‘Algoritmes moeten hun keuzes toelichten’

Leestijd: 4 minuten

Gerald Schut

Automatisering maakt ons leven eenvoudiger en opent mogelijkheden die tot voor kort onvoorstelbaar waren. Zijn er grenzen aan de vooruitgang? Blijft de robot ons huisdier, of wordt hij uiteindelijk het baasje?

In de week waarin het eerste dodelijk slachtoffer door een zelfrijdende auto voor ophef zorgt, blijkt uit onderzoek dat klanten liever worden geholpen door slimme winkeltechnologie dan door een menselijke medewerker. Het tekent onze haat-liefde verhouding met automatisering.

» Rijen uit een dataset:
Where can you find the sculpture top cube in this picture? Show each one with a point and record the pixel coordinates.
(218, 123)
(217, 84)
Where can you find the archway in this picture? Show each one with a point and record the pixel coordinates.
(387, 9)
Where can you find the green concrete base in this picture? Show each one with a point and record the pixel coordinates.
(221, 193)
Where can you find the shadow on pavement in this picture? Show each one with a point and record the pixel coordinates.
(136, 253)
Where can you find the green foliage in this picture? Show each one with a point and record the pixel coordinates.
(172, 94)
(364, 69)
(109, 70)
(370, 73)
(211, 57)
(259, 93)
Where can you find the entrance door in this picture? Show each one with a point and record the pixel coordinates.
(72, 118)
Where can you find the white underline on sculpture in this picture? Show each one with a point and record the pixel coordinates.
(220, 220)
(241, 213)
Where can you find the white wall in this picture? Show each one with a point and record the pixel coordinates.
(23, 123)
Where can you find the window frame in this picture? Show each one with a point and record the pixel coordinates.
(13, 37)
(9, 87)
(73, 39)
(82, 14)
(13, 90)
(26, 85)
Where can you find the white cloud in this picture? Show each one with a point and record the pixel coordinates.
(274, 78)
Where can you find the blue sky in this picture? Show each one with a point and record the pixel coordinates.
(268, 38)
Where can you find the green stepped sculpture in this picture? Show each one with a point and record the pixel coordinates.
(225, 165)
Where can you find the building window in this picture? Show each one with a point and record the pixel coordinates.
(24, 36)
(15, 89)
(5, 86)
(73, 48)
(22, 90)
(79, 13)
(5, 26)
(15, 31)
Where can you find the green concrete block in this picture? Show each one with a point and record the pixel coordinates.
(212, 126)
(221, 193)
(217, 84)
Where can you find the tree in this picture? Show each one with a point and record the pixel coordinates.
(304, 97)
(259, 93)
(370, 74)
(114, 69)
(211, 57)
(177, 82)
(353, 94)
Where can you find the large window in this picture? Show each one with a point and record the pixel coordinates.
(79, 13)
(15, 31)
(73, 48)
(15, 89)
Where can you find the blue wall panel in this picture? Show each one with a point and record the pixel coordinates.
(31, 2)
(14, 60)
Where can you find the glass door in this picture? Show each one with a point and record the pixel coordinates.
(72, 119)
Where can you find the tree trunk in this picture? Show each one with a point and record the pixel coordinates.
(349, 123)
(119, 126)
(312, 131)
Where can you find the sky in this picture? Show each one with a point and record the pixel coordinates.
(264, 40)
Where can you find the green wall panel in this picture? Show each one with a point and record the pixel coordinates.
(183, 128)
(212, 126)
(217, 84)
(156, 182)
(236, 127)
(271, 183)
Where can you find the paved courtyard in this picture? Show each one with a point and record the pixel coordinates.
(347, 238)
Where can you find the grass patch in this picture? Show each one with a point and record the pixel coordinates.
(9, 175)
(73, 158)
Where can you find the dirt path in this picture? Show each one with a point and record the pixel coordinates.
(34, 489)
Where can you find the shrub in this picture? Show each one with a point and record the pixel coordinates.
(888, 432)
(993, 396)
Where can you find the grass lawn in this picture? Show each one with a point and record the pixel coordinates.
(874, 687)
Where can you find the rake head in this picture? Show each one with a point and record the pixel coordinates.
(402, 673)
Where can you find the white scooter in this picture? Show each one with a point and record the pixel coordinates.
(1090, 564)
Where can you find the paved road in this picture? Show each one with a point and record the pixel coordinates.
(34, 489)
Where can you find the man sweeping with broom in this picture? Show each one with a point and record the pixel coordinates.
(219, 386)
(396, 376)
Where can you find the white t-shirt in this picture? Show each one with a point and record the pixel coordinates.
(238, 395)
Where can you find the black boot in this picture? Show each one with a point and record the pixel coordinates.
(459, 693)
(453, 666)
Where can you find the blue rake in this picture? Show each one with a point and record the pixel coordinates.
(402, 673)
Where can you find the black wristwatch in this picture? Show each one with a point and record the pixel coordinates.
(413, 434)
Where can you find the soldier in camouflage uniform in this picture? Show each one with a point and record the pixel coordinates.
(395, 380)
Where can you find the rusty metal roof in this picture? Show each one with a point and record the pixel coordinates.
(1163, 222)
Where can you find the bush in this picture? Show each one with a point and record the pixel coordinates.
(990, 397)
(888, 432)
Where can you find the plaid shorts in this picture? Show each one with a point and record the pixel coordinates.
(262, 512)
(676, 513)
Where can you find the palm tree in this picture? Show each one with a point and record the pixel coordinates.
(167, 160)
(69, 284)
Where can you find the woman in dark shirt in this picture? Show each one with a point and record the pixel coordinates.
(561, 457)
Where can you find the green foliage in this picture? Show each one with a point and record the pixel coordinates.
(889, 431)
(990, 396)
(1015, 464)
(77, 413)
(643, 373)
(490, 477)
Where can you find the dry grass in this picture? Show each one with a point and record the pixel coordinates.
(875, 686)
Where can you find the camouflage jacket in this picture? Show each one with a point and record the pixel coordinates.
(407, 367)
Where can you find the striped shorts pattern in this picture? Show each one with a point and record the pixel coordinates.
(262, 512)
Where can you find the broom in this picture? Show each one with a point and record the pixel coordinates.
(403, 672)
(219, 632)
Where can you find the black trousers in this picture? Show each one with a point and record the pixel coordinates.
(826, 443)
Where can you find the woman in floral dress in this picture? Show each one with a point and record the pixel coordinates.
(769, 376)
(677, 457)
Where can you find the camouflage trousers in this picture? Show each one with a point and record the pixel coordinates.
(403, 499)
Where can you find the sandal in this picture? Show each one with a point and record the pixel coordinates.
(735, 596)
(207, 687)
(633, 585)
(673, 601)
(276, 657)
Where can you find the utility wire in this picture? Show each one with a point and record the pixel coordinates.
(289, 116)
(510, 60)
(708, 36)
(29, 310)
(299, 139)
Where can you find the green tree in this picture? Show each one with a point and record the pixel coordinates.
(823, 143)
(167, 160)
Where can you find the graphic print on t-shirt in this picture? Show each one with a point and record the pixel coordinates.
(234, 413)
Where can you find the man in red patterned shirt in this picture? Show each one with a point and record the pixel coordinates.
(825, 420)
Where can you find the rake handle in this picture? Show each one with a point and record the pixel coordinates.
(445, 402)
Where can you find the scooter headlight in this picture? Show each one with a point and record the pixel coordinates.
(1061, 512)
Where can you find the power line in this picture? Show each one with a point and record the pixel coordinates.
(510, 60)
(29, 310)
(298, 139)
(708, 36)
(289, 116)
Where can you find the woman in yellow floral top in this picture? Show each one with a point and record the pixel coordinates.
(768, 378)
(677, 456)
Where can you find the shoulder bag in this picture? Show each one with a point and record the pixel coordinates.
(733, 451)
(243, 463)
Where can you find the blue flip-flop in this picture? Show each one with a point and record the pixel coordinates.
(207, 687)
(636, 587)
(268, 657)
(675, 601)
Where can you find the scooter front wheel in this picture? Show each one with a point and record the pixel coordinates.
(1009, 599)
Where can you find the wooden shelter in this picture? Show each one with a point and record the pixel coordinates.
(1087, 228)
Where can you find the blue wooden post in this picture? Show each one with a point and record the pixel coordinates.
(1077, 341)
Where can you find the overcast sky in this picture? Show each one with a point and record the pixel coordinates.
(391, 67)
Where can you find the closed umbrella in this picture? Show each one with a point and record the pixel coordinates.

--

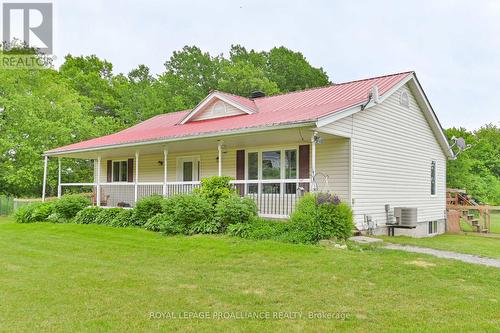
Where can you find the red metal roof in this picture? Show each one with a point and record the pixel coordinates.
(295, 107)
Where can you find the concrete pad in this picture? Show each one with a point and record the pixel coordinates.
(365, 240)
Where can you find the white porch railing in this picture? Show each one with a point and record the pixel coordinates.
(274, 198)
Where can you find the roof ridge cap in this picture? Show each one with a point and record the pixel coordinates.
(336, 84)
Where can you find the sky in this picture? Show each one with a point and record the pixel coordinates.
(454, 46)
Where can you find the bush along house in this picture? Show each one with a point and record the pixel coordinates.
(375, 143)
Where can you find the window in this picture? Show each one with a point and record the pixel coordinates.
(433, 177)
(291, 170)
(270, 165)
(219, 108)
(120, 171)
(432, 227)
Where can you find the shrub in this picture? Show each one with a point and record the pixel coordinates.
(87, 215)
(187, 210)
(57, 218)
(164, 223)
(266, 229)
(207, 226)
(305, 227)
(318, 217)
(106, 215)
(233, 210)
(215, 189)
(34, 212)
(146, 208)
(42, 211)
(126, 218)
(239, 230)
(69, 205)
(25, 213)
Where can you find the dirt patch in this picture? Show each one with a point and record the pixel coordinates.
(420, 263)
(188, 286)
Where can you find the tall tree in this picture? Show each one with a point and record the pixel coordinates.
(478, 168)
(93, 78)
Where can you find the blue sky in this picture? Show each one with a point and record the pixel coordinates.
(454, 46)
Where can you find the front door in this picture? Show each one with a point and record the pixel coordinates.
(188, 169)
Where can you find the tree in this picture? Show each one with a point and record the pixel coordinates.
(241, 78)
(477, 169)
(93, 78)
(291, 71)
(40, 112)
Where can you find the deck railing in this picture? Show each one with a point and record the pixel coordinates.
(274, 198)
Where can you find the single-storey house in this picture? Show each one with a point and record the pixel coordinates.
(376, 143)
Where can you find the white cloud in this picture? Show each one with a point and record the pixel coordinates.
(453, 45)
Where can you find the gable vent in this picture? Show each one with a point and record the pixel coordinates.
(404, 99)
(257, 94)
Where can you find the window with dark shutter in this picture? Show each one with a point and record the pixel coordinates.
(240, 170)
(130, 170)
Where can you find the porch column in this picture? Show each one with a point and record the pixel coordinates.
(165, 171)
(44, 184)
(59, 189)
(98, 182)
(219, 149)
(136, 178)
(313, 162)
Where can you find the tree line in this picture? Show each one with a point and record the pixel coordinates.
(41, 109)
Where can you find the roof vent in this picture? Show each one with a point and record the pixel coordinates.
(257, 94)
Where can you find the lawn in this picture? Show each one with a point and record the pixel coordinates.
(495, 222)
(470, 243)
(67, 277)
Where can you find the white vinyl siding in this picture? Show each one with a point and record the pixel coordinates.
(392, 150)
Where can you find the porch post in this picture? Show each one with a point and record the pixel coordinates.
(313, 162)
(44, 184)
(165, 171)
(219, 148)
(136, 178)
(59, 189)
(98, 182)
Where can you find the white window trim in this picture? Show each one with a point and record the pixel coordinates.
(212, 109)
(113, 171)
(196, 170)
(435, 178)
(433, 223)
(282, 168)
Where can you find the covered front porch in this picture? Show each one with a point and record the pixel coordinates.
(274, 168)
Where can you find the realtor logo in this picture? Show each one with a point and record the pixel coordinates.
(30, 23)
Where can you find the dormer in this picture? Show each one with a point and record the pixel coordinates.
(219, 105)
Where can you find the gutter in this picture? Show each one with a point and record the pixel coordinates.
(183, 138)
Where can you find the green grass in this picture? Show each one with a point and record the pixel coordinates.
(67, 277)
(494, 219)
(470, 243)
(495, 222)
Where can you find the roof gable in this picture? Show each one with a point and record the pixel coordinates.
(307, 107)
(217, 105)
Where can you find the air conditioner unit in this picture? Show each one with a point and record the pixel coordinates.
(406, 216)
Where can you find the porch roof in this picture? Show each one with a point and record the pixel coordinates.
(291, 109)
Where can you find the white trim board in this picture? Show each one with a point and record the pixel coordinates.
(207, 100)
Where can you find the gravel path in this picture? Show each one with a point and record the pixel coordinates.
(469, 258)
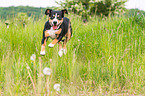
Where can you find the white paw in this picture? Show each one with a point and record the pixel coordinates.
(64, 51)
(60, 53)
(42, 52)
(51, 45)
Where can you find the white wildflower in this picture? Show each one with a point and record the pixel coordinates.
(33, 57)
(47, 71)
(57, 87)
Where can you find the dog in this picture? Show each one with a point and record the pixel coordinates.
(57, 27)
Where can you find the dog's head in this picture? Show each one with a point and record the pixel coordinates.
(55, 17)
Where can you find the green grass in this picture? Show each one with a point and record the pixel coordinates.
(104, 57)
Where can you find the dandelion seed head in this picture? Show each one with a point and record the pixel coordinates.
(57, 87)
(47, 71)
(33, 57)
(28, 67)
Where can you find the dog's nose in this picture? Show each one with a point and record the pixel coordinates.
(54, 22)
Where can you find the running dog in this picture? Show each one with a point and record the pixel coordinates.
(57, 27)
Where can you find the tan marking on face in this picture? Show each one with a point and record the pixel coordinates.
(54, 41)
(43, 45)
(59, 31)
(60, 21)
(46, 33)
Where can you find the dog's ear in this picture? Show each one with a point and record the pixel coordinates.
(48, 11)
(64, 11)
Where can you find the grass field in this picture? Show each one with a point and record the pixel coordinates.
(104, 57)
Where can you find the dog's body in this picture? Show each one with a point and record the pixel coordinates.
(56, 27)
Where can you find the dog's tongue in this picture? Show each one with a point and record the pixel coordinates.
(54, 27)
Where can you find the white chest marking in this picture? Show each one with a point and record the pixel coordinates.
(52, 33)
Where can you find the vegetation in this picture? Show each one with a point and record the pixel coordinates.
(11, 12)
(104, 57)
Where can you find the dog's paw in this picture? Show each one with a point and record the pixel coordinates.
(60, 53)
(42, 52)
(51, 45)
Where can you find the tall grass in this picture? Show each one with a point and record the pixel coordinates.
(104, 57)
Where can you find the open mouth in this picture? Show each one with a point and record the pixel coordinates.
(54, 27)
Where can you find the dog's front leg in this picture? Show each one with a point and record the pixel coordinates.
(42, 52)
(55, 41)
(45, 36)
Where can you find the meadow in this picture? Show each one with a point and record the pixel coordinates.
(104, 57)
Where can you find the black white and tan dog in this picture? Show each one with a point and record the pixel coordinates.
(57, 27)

» OP TE LOSSEN:
**1)** Vertaal deze zin uit het tekstfragment over automatisering in het Engels: "Het tekent onze haat-liefde verhouding met automatisering."
**2)** Ga verder met het tekstfragment over automatisering, aansluitend op de laatste zin.

» ANTWOORDEN:
**1)** It illustrates our love-hate relationship with automation.

**2)**
Universitair hoofdocent Lambèr Royakkers (TU/e; specialisme: ethiek van technologie) benadrukt dat kunstmatige intelligentie zich veel sneller heeft ontwikkeld dan we twintig jaar geleden voor mogelijk hielden. De ontwikkeling van deep learning dankzij neurale netwerken in de afgelopen tien jaar heeft zelflerende systemen in een stroomversnelling gebracht. De logische systemen die daarvoor de kunstmatige intelligentie domineerden konden niet overweg met menselijke inconsistenties, waardoor hun toepassingsmogelijkheden beperkt leken. Zelflerende systemen als Alpha Zero hebben daar geen moeite mee. ‘Dat is een echte verandering’, stelt Royakkers. Hij vertelt ons over de kansen en gevaren die hij ziet.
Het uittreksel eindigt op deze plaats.